= Extract provided =
-- Opening Marker --

Yonsei Med J.  2018 Jul;59(5):652-661. 10.3349/ymj.2018.59.5.652.

A New Integrated Newborn Screening Workflow Can Provide a Shortcut to Differential Diagnosis and Confirmation of Inherited Metabolic Diseases

Affiliations
  • 1Department of Pediatrics, Seoul National University Children's Hospital, Seoul National University College of Medicine, Seoul, Korea.
  • 2SD Genomics Co., Ltd., Seoul, Korea.
  • 3Department of Laboratory Medicine, Yonsei University College of Medicine, Seoul, Korea. KAL1119@yuhs.ac
  • 4Department of Pediatrics, Yonsei University College of Medicine, Seoul, Korea.

-- Closing Marker --

= Explore the material =
a: Answer from the article header:
(i) In which journal and in which month and year did the article appear?
(ii) Which company is listed among the affiliations?
(iii) Which department is listed with an email address?
b: From the article header, reproduce the part that opens with the words containing "A New Integrated" and closes with "National University College of Medicine, Seoul, Korea.".

= Stored data =

-- Opening Marker --

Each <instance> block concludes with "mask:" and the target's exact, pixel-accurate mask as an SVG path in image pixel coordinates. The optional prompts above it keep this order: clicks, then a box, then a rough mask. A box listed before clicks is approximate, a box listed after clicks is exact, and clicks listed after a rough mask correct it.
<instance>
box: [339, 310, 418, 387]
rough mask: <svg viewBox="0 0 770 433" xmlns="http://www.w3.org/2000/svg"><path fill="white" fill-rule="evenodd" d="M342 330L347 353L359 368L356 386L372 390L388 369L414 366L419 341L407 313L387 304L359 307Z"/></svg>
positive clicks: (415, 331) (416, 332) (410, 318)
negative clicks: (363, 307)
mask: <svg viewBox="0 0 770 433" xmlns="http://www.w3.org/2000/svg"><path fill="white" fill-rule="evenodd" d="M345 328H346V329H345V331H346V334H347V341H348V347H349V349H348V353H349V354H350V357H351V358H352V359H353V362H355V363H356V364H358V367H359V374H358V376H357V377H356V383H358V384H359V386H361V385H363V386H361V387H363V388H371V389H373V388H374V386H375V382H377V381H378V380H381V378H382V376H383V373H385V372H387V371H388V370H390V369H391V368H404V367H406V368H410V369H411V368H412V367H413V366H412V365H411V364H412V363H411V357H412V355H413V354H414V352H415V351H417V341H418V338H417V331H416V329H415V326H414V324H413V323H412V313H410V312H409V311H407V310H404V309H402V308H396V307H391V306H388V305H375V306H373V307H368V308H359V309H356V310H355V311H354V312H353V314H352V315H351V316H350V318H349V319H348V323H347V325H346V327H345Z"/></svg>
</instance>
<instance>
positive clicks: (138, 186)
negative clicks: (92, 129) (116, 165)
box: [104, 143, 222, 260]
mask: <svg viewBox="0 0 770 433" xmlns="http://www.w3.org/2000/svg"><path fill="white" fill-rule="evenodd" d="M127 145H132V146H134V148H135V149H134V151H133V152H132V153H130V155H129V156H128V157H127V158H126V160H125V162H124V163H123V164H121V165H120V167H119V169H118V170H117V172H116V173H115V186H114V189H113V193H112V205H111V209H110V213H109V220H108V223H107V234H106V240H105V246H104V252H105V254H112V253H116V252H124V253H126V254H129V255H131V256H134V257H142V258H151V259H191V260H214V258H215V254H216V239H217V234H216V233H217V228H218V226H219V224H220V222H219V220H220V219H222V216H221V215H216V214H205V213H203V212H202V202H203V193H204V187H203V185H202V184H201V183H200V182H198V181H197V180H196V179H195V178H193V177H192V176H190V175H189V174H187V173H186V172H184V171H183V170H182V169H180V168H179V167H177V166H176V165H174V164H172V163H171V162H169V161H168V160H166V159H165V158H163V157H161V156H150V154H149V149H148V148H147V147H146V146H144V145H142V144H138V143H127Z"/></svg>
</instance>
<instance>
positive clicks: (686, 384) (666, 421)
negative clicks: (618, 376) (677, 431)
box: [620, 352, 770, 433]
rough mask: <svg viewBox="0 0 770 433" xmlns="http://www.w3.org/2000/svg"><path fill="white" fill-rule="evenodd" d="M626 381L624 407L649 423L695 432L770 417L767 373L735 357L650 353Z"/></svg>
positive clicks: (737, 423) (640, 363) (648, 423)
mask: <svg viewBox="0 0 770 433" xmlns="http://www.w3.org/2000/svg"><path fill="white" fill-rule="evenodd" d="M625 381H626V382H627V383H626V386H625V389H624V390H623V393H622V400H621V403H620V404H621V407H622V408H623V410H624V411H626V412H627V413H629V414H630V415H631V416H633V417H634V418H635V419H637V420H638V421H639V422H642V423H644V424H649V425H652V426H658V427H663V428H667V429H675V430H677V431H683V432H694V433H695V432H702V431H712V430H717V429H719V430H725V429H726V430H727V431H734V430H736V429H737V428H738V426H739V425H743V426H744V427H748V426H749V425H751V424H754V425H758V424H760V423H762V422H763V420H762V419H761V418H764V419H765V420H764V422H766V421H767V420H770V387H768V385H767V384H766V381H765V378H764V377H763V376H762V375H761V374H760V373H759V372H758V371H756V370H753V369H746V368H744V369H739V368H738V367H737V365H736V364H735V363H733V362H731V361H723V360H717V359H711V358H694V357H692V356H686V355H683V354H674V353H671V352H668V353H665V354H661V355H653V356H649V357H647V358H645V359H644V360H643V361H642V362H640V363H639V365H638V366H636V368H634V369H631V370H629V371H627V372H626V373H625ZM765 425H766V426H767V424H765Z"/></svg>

-- Closing Marker --

= Results of the tasks =
a:
(i) Yonsei Med J, July 2018
(ii) SD Genomics Co., Ltd., Seoul, Korea
(iii) Department of Laboratory Medicine, Yonsei University College of Medicine

b:
A New Integrated Newborn Screening Workflow Can Provide a Shortcut to Differential Diagnosis and Confirmation of Inherited Metabolic Diseases

Affiliations
  • 1Department of Pediatrics, Seoul National University Children's Hospital, Seoul National University College of Medicine, Seoul, Korea.